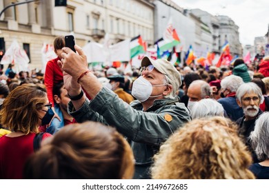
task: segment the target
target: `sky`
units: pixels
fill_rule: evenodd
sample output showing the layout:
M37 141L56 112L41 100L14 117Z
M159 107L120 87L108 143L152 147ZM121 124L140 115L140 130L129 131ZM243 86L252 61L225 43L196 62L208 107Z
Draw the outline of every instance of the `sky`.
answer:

**YOUR OBJECTIVE**: Copy out the text of the rows exactly as it appears, leaving out the pictures.

**RIGHT ANSWER**:
task: segment the target
target: `sky`
units: pixels
fill_rule: evenodd
sample output showing the layout:
M37 141L56 112L41 100L14 117Z
M159 107L120 87L108 143L152 147ZM121 124L140 115L140 130L129 131ZM243 86L252 61L225 43L196 62L208 107Z
Draw the outline of every instance of the `sky`.
answer:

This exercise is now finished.